§ Tasks to perform
**a.** Answer these questions using the text on Dolphy's recording career:
(i) How many albums did Dolphy's association with Prestige span?
(ii) Who played cello on Out There?
(iii) Where and in what year did Dolphy perform Varèse's Density 21.5?
**b.** In the text on Dolphy's recording career, condense the paragraph starting "Twentieth-century classical music was also part" into a bulleted list that keeps its main facts.
**c.** Carry the text on Dolphy's recording career forward, beginning after its final sentence about Herbie Hancock.

Dolphy's recording career as a leader began with Prestige. His association with the label spanned 13 albums recorded from April 1960 to September 1961, though he was not the leader for all of the sessions. Fantasy released a 9-CD box set in 1995 containing all of Dolphy's recorded output for Prestige.[34]

Dolphy's first two albums as leader were Outward Bound and Out There; both featured cover artwork by Richard "Prophet" Jennings.[35][1] The first, sounding closer to hard bop than some later releases,[36][37] was recorded at Rudy Van Gelder's studio in New Jersey with trumpeter Freddie Hubbard, who shared rooms with Dolphy for a time when the two men first arrived in New York.[38] The album features three Dolphy compositions: "G.W.", dedicated to Gerald Wilson, and the blues "Les" and "245". Out There is closer to third stream music,[39] which would also form part of Dolphy's work, and features Ron Carter on cello. Charles Mingus's "Eclipse" from this album is one of the rare instances where Dolphy solos on soprano clarinet (others being "Warm Canto" from Mal Waldron's The Quest,[40] "Densities" from the compilation Vintage Dolphy,[41] and "Song For The Ram's Horn" from an unreleased recording from a 1962 Town Hall concert).

Dolphy occasionally recorded unaccompanied saxophone solos;[42] his only predecessors were the tenor players Coleman Hawkins ("Picasso", 1948)[43] and Sonny Rollins (for example "Body and Soul", 1958),[44] making Dolphy the first to do so on alto. The album Far Cry contains his performance of the Gross-Lawrence standard "Tenderly" on alto saxophone,[45] and, on his subsequent tour of Europe, Billie Holiday's "God Bless the Child" was featured in his sets.[46] (The earliest known version was recorded at the Five Spot during his residency with Booker Little.) He also recorded two takes of a short solo rendition of "Love Me" in 1963, released on Conversations and Muses.

Twentieth-century classical music was also part of Dolphy's musical career. He was very familiar with the music of composers such as Anton Webern and Alban Berg,[27] had a large record collection that included music by these composers, as well as by Debussy, Ravel, Stravinsky, and Bartók,[47] and owned scores by composers such as Milton Babbitt, Donald Erb, Charles Ives, and Olivier Messiaen.[48][49][50] He visited Edgard Varèse at his home,[51] and performed the composer's Density 21.5 for solo flute at the Ojai Music Festival in 1962.[52] Dolphy also participated in Gunther Schuller's and John Lewis's Third Stream efforts of the 1960s, appearing on the album Jazz Abstractions, and admired the Italian flute virtuoso Severino Gazzelloni, after whom he named his composition Gazzelloni.[53]

Around 1962–63, one of Dolphy's working bands included the pianist Herbie Hancock, who can be heard on The Illinois Concert, Gaslight 1962, and the unissued Town Hall concert with poet Ree Dragonette.

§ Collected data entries
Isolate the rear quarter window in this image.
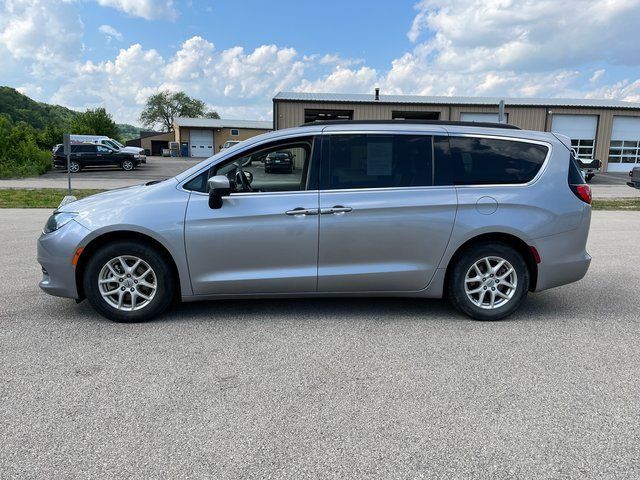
[436,137,549,185]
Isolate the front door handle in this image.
[284,207,318,215]
[320,205,353,215]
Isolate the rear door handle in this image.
[320,205,353,215]
[284,207,318,215]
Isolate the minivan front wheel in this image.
[83,241,175,322]
[69,160,82,173]
[120,160,134,172]
[448,242,530,320]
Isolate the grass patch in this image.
[591,198,640,210]
[0,188,104,208]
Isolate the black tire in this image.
[69,160,82,173]
[83,241,177,323]
[447,242,530,320]
[120,160,135,172]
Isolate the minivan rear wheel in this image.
[83,241,175,322]
[448,242,530,320]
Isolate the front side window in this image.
[184,137,319,193]
[436,137,548,185]
[320,134,433,190]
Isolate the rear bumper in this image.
[534,207,591,292]
[38,220,90,299]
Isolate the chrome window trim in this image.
[176,127,554,196]
[176,130,322,195]
[442,133,553,188]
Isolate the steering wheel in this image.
[236,169,253,192]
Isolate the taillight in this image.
[569,183,591,205]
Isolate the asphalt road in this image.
[0,210,640,479]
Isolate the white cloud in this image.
[0,0,84,67]
[295,65,378,93]
[98,0,178,21]
[0,0,640,123]
[589,68,606,84]
[408,0,640,72]
[98,25,123,42]
[52,36,304,123]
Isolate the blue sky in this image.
[0,0,640,124]
[80,0,415,69]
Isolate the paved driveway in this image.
[0,210,640,479]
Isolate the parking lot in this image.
[0,210,640,479]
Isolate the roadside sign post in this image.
[59,133,77,207]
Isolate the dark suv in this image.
[53,143,140,173]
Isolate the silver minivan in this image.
[38,121,591,322]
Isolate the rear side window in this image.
[76,145,96,153]
[320,134,433,190]
[568,152,585,185]
[436,137,548,185]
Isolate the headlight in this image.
[43,212,78,233]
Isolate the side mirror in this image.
[207,175,231,210]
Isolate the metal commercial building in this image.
[173,117,273,157]
[273,92,640,172]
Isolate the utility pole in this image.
[58,133,77,207]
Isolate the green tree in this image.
[36,123,64,150]
[0,115,51,178]
[140,90,220,131]
[71,108,120,139]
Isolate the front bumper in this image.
[38,220,90,299]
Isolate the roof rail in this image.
[300,120,520,130]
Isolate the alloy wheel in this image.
[464,256,518,310]
[98,255,158,311]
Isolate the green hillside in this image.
[0,86,140,141]
[0,86,78,130]
[0,86,140,178]
[118,123,140,142]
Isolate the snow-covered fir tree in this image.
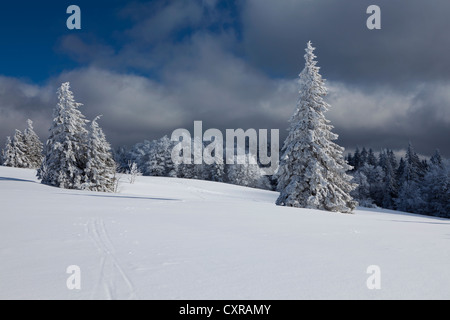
[38,82,88,189]
[277,42,357,213]
[422,150,450,217]
[2,137,16,167]
[3,129,28,168]
[24,119,43,169]
[82,117,116,192]
[380,150,398,209]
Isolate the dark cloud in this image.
[242,0,450,86]
[0,0,450,156]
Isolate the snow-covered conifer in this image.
[277,42,357,213]
[83,117,116,192]
[24,120,43,169]
[396,143,425,213]
[146,136,177,177]
[38,82,88,189]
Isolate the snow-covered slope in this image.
[0,167,450,299]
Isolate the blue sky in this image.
[0,0,450,156]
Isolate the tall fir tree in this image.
[3,129,28,168]
[82,117,116,192]
[396,143,425,213]
[422,150,450,217]
[24,119,43,169]
[2,137,15,167]
[276,42,357,213]
[38,82,88,189]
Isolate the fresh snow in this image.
[0,167,450,299]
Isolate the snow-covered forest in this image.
[0,42,450,218]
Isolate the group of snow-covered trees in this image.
[0,120,42,169]
[347,143,450,217]
[0,42,450,217]
[115,136,272,189]
[0,82,116,192]
[38,82,116,192]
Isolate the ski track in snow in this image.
[86,218,138,300]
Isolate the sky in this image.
[0,0,450,157]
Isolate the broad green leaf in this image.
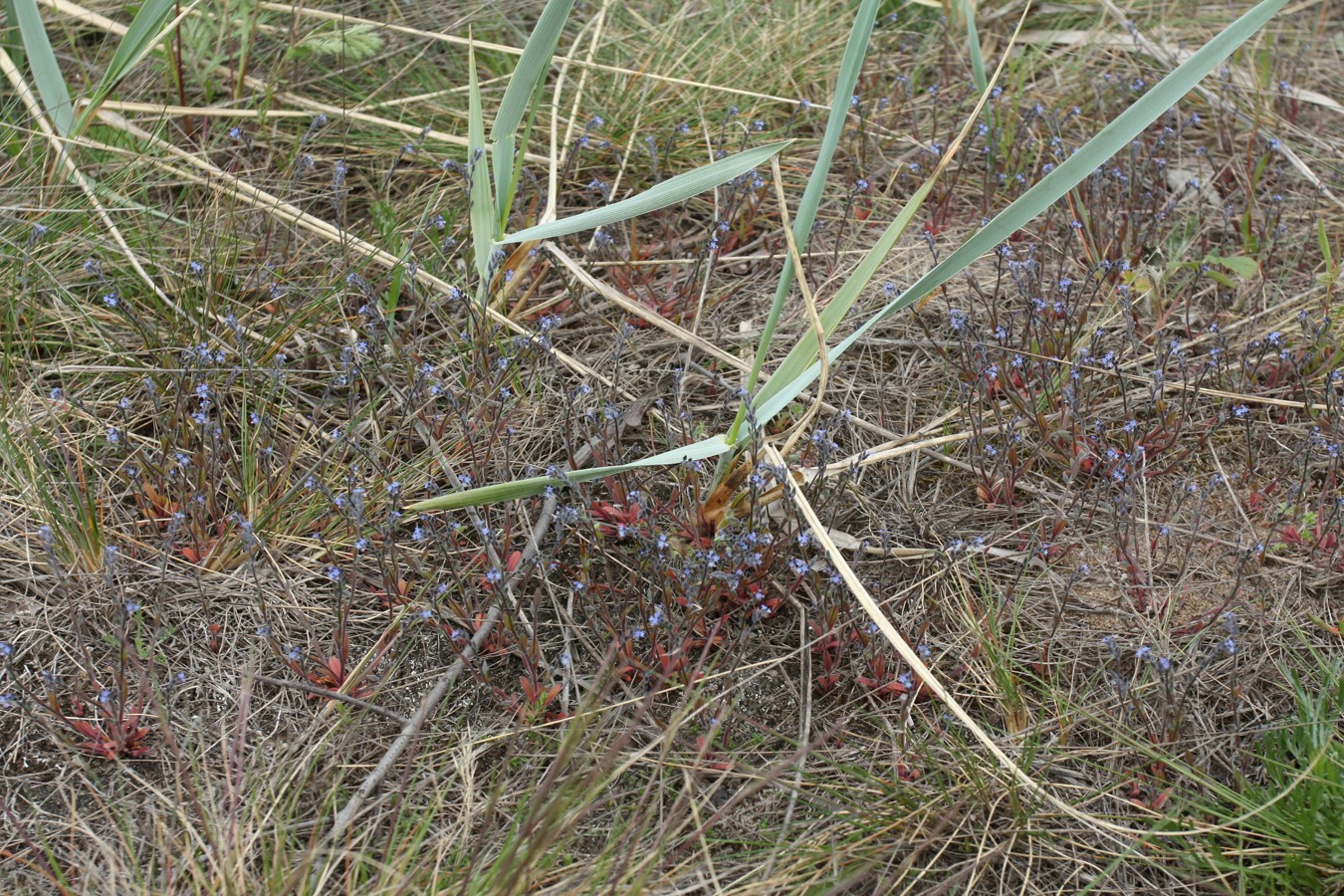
[500,139,793,243]
[756,0,1287,424]
[491,0,573,214]
[74,0,176,134]
[961,0,990,93]
[1205,255,1259,280]
[756,180,933,423]
[466,45,498,287]
[406,435,733,513]
[729,0,878,413]
[12,0,76,137]
[287,23,383,62]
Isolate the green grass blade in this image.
[4,0,28,72]
[500,139,793,243]
[491,0,573,210]
[756,178,934,423]
[12,0,74,137]
[74,0,176,134]
[495,77,545,234]
[961,0,990,93]
[406,435,733,513]
[756,0,1287,424]
[466,40,499,287]
[730,0,878,400]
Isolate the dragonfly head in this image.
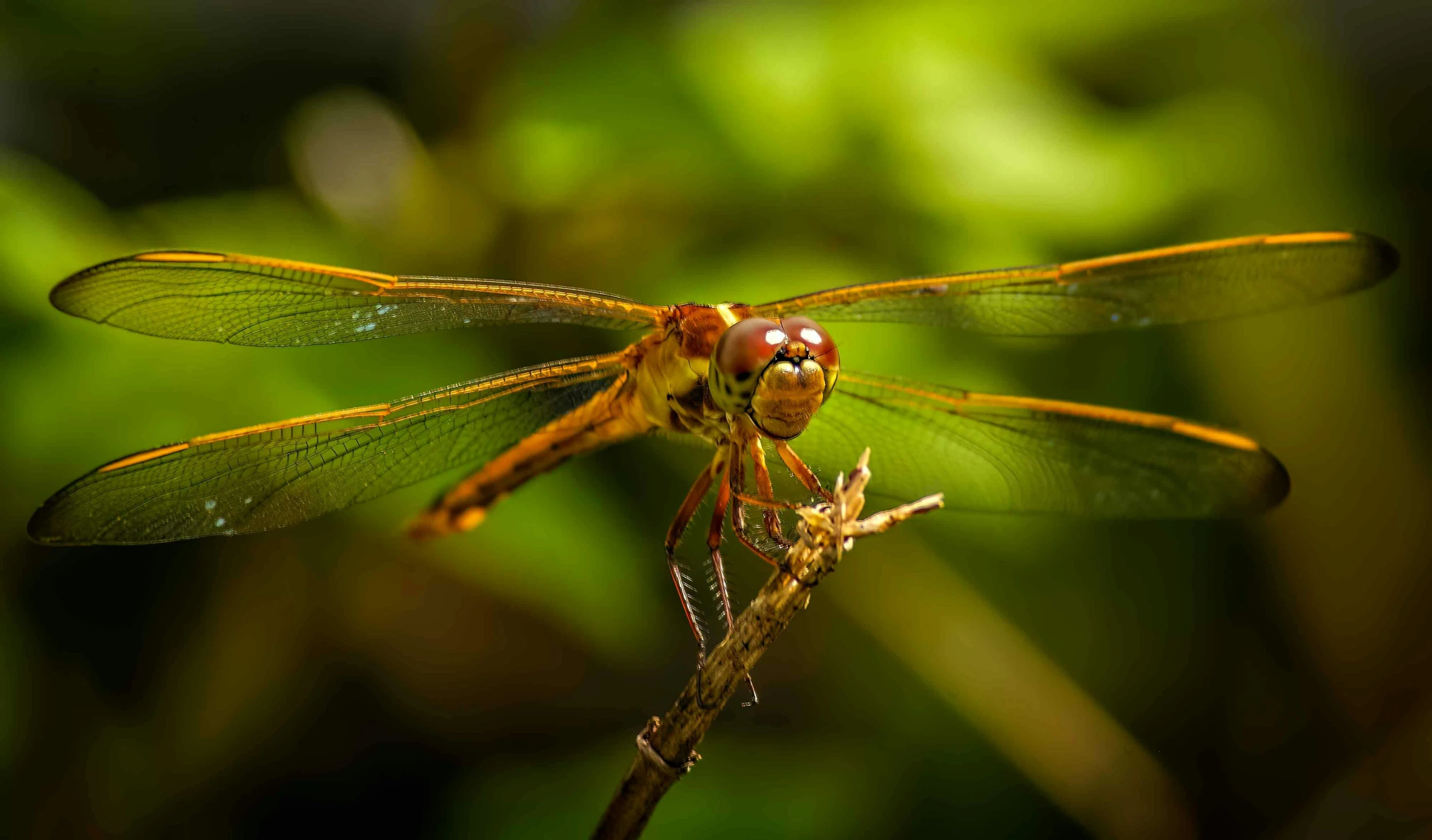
[707,311,840,439]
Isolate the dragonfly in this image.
[29,232,1398,663]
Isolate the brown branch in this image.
[593,449,945,840]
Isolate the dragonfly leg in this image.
[666,452,722,661]
[776,441,832,501]
[706,442,760,706]
[749,438,792,548]
[731,442,791,568]
[706,446,739,633]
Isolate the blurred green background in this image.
[0,0,1432,838]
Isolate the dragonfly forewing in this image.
[752,232,1398,335]
[29,354,630,544]
[50,250,661,346]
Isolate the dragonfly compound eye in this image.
[780,316,840,402]
[707,318,786,414]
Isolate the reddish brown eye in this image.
[780,315,840,368]
[707,318,786,414]
[712,318,786,382]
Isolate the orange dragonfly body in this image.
[29,232,1398,658]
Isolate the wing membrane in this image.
[752,233,1398,335]
[29,354,627,544]
[792,372,1287,518]
[50,250,660,346]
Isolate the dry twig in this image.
[593,449,944,840]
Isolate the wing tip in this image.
[1353,233,1402,286]
[1247,446,1293,514]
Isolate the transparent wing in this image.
[752,233,1398,335]
[50,250,661,346]
[792,371,1289,518]
[29,354,627,544]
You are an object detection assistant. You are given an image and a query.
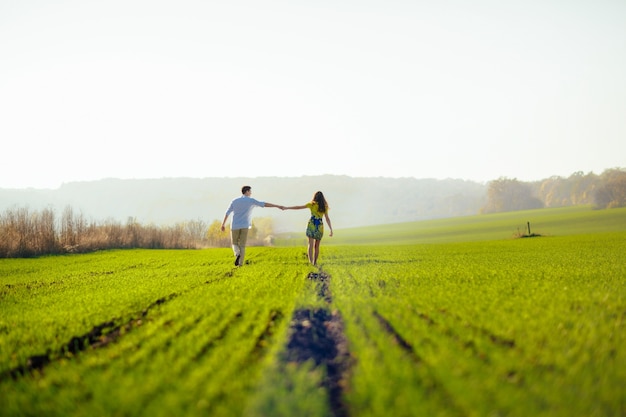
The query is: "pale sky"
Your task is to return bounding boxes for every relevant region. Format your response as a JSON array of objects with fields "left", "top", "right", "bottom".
[{"left": 0, "top": 0, "right": 626, "bottom": 188}]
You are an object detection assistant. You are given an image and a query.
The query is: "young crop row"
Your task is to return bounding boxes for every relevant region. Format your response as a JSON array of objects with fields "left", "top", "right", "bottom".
[
  {"left": 0, "top": 250, "right": 308, "bottom": 416},
  {"left": 0, "top": 233, "right": 626, "bottom": 416},
  {"left": 328, "top": 234, "right": 626, "bottom": 416}
]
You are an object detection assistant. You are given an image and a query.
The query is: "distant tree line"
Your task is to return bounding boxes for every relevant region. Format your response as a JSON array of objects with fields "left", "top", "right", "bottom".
[
  {"left": 0, "top": 206, "right": 272, "bottom": 258},
  {"left": 481, "top": 168, "right": 626, "bottom": 213}
]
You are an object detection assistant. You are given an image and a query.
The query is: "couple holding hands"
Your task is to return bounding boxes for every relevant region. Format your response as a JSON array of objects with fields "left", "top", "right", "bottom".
[{"left": 222, "top": 185, "right": 333, "bottom": 266}]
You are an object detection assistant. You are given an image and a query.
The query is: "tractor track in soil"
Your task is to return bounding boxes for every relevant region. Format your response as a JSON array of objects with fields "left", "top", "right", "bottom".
[{"left": 284, "top": 271, "right": 352, "bottom": 417}]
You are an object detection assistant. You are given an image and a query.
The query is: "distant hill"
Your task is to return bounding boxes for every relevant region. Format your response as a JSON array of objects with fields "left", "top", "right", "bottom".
[{"left": 0, "top": 175, "right": 487, "bottom": 232}]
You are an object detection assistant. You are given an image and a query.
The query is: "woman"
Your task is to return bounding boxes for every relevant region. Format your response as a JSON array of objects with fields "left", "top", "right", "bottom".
[{"left": 285, "top": 191, "right": 333, "bottom": 265}]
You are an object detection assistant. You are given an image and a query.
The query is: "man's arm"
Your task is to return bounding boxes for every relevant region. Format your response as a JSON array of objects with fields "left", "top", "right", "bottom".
[{"left": 222, "top": 214, "right": 228, "bottom": 232}]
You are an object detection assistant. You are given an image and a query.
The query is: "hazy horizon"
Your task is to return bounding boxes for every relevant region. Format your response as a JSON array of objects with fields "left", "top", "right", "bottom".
[{"left": 0, "top": 0, "right": 626, "bottom": 189}]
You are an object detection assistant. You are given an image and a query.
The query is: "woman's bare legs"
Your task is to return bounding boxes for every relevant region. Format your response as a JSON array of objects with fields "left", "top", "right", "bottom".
[
  {"left": 307, "top": 237, "right": 315, "bottom": 265},
  {"left": 308, "top": 237, "right": 321, "bottom": 265}
]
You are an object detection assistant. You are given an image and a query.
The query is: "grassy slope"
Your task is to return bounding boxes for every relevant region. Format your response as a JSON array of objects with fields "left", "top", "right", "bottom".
[{"left": 322, "top": 206, "right": 626, "bottom": 245}]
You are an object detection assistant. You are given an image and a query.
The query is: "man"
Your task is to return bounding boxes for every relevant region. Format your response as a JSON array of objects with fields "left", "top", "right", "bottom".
[{"left": 217, "top": 185, "right": 283, "bottom": 266}]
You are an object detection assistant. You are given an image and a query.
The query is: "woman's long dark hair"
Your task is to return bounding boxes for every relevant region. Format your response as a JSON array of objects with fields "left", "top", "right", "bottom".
[{"left": 313, "top": 191, "right": 328, "bottom": 213}]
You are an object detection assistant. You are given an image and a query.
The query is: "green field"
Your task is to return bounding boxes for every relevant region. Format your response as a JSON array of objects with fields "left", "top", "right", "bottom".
[{"left": 0, "top": 207, "right": 626, "bottom": 417}]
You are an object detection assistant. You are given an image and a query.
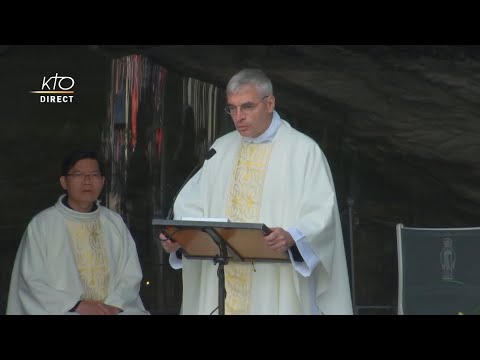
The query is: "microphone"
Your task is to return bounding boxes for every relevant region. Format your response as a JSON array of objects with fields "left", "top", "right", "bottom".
[{"left": 167, "top": 148, "right": 217, "bottom": 220}]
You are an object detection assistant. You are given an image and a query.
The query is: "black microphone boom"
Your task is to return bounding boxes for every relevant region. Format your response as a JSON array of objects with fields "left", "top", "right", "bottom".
[{"left": 167, "top": 148, "right": 217, "bottom": 220}]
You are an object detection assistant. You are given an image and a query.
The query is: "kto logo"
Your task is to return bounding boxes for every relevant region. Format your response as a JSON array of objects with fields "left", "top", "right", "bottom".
[{"left": 30, "top": 73, "right": 75, "bottom": 103}]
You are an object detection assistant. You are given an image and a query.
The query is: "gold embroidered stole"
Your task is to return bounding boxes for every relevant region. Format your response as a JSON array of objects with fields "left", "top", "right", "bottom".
[
  {"left": 65, "top": 218, "right": 110, "bottom": 302},
  {"left": 225, "top": 142, "right": 272, "bottom": 315}
]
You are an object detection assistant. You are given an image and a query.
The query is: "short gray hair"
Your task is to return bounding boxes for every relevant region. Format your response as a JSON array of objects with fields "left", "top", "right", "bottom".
[{"left": 227, "top": 69, "right": 273, "bottom": 96}]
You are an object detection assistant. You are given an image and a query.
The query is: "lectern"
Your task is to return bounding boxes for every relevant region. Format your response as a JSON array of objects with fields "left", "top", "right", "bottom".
[{"left": 152, "top": 219, "right": 290, "bottom": 315}]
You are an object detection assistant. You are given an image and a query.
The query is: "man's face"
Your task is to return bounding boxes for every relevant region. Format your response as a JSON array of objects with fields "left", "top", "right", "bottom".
[
  {"left": 227, "top": 85, "right": 275, "bottom": 138},
  {"left": 60, "top": 159, "right": 105, "bottom": 211}
]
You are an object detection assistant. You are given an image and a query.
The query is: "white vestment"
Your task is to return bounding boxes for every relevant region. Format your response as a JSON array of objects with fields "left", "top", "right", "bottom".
[
  {"left": 7, "top": 195, "right": 148, "bottom": 315},
  {"left": 171, "top": 117, "right": 352, "bottom": 314}
]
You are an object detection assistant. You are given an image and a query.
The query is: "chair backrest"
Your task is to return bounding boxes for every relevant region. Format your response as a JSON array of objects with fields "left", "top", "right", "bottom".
[{"left": 397, "top": 224, "right": 480, "bottom": 315}]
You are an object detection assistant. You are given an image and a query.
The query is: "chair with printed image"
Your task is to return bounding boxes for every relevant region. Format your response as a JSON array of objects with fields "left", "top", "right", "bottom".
[{"left": 397, "top": 224, "right": 480, "bottom": 315}]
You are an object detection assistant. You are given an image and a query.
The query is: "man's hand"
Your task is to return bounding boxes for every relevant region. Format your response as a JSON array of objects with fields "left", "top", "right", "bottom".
[
  {"left": 75, "top": 300, "right": 121, "bottom": 315},
  {"left": 264, "top": 228, "right": 295, "bottom": 252},
  {"left": 158, "top": 233, "right": 180, "bottom": 254}
]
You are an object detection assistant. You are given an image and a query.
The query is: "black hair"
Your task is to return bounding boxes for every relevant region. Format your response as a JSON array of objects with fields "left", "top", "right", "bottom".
[{"left": 61, "top": 150, "right": 104, "bottom": 176}]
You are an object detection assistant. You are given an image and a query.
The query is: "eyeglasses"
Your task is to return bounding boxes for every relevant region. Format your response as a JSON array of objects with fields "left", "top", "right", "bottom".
[
  {"left": 67, "top": 172, "right": 102, "bottom": 181},
  {"left": 225, "top": 95, "right": 270, "bottom": 116}
]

§ Answers below
**a.**
(i) 13 albums
(ii) Ron Carter
(iii) At the Ojai Music Festival, in 1962

**b.**
- Twentieth-century classical music was part of Dolphy's musical career.
- He knew the music of Anton Webern and Alban Berg well.
- His large record collection included these composers, along with Debussy, Ravel, Stravinsky, and Bartók.
- He owned scores by Milton Babbitt, Donald Erb, Charles Ives, Olivier Messiaen, and others.
- He visited Edgard Varèse at his home and performed Varèse's Density 21.5 for solo flute at the 1962 Ojai Music Festival.
- He took part in Gunther Schuller's and John Lewis's Third Stream efforts of the 1960s and appeared on the album Jazz Abstractions.
- He admired the Italian flute virtuoso Severino Gazzelloni and named his composition Gazzelloni after him.

**c.**
In July 1963, producer Alan Douglas arranged recording sessions for which Dolphy's sidemen were emerging musicians of the day, and the results produced the albums Iron Man and Conversations, as well as the Muses album released in Japan in late 2013. These sessions marked the first time Dolphy played with Bobby Hutcherson, whom he knew from Los Angeles, and whose sister he dated at one point.[54] The sessions are perhaps best known for the three duets Dolphy performs with bassist Richard Davis on "Alone Together", "Ode To Charlie Parker", and "Come Sunday"; the aforementioned release Muses adds another take of "Alone Together" and an original composition for duet from which the album takes its name.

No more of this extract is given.